STATED EXERCISE: Please copy the lines word for word, starting at the line containing "of the concrete" and ending at the line containing "Target: concrete floor".

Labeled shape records
····················
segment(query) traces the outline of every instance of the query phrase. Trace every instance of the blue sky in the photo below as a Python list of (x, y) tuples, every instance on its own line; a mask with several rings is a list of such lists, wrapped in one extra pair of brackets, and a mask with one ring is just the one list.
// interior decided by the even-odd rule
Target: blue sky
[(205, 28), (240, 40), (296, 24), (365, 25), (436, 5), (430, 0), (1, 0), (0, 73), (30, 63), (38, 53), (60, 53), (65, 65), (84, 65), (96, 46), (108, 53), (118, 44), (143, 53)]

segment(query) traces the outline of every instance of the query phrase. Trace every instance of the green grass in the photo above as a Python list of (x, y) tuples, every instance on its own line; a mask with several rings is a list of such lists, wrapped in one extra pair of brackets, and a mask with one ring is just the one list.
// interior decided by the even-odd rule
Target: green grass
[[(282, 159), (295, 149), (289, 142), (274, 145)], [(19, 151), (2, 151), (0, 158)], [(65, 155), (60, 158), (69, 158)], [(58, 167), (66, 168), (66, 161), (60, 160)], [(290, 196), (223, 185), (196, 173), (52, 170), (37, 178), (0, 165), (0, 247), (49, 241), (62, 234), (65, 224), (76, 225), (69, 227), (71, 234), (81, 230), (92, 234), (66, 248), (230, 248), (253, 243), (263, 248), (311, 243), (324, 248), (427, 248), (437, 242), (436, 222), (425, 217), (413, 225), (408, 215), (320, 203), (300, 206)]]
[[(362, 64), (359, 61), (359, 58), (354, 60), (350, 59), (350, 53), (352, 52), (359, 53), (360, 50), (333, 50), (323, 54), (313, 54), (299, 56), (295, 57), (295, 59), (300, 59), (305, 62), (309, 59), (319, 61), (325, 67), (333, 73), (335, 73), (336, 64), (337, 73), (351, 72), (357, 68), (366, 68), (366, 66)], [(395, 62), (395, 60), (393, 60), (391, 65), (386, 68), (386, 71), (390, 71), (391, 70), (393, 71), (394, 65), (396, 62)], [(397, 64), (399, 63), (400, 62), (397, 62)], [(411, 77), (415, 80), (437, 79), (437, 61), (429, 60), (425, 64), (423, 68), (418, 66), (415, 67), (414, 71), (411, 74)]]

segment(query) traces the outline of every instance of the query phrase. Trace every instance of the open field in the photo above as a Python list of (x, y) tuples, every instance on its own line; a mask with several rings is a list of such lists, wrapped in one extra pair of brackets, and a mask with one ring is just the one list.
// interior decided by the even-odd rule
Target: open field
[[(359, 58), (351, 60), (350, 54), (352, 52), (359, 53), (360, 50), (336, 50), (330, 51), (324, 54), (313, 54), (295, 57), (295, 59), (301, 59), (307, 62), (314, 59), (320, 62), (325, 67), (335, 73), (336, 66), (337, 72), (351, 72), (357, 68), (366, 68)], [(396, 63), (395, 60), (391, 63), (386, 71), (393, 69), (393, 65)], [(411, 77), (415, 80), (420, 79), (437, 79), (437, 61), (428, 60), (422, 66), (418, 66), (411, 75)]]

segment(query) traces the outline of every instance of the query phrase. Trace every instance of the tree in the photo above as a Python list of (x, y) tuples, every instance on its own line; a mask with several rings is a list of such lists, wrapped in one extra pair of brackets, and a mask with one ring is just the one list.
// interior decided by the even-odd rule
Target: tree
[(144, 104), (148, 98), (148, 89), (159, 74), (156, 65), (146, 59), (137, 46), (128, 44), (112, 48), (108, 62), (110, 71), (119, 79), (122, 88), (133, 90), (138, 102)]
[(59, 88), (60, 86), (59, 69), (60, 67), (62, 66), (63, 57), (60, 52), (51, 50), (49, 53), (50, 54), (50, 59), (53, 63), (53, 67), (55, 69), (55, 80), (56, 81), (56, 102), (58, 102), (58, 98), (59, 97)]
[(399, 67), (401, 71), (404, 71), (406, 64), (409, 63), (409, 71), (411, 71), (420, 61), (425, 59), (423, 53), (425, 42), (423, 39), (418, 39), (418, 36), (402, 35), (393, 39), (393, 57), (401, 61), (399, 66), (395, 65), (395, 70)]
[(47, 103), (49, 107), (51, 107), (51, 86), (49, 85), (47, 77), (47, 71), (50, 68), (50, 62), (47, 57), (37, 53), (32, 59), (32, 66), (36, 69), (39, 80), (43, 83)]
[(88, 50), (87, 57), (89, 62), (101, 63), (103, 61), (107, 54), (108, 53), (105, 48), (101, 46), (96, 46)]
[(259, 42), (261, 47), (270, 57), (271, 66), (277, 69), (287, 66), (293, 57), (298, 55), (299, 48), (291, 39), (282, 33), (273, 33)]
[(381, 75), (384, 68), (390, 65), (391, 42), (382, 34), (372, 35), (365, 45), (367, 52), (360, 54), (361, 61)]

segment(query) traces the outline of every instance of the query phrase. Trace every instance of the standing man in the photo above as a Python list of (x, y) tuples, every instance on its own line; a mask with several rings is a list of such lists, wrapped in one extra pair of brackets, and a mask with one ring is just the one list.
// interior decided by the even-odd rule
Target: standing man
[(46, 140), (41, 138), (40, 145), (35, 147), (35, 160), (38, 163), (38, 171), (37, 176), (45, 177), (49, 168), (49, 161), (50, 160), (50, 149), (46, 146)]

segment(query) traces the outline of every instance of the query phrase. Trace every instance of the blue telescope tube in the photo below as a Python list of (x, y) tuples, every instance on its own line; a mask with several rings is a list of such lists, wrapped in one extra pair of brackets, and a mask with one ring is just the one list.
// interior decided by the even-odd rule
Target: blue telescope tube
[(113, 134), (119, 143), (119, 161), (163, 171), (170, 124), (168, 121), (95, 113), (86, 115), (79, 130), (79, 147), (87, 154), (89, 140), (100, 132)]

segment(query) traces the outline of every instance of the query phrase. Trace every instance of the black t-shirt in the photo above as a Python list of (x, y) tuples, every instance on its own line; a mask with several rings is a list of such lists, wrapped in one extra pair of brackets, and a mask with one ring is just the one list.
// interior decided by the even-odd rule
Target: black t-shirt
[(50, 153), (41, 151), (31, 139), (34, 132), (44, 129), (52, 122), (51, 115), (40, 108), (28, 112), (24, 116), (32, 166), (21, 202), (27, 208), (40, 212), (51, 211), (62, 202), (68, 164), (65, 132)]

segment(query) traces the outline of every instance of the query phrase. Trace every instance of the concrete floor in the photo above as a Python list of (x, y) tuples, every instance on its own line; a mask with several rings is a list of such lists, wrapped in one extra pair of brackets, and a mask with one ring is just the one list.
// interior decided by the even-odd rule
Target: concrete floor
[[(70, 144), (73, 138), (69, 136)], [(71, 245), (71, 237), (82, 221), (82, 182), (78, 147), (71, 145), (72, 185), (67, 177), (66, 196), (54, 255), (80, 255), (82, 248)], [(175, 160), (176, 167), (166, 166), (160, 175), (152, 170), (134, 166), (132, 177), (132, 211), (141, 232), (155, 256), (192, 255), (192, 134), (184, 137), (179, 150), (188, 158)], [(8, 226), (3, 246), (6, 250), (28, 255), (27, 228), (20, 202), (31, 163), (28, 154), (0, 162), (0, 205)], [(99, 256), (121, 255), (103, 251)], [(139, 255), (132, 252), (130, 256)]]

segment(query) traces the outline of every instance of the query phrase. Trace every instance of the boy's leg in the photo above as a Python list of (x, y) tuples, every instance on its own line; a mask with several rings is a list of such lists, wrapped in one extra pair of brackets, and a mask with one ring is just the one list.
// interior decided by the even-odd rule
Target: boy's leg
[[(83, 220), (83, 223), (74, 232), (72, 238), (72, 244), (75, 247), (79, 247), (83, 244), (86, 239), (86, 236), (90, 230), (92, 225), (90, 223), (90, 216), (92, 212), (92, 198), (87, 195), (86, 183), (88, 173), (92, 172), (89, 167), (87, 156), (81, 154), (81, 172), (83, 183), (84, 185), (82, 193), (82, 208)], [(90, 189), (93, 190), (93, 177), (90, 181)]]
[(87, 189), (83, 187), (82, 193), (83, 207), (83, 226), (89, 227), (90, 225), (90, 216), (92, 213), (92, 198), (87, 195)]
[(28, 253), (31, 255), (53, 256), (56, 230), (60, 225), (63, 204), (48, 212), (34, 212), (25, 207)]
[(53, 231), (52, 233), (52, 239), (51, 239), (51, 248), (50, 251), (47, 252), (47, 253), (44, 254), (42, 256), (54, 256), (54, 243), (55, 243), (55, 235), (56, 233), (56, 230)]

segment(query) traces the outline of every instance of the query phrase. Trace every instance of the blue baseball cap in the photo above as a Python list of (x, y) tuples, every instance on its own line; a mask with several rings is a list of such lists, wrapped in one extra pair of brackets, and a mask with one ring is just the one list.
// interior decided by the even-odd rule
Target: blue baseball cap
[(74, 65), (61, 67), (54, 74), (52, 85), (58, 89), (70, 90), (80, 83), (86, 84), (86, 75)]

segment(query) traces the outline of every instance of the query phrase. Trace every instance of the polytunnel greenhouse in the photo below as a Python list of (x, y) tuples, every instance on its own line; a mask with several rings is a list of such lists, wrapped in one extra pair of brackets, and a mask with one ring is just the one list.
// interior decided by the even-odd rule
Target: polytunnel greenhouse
····················
WRITTEN ANSWER:
segment(query) traces the outline of every instance of the query phrase. Trace every instance of the concrete floor in the photo above as a Python list of (x, y) tuples, every instance on its own line; a mask with several rings is a list of such lists, wrapped in one extra pair of brackets, and a mask with one ring is just the one list.
// interior decided by the even-odd rule
Target: concrete floor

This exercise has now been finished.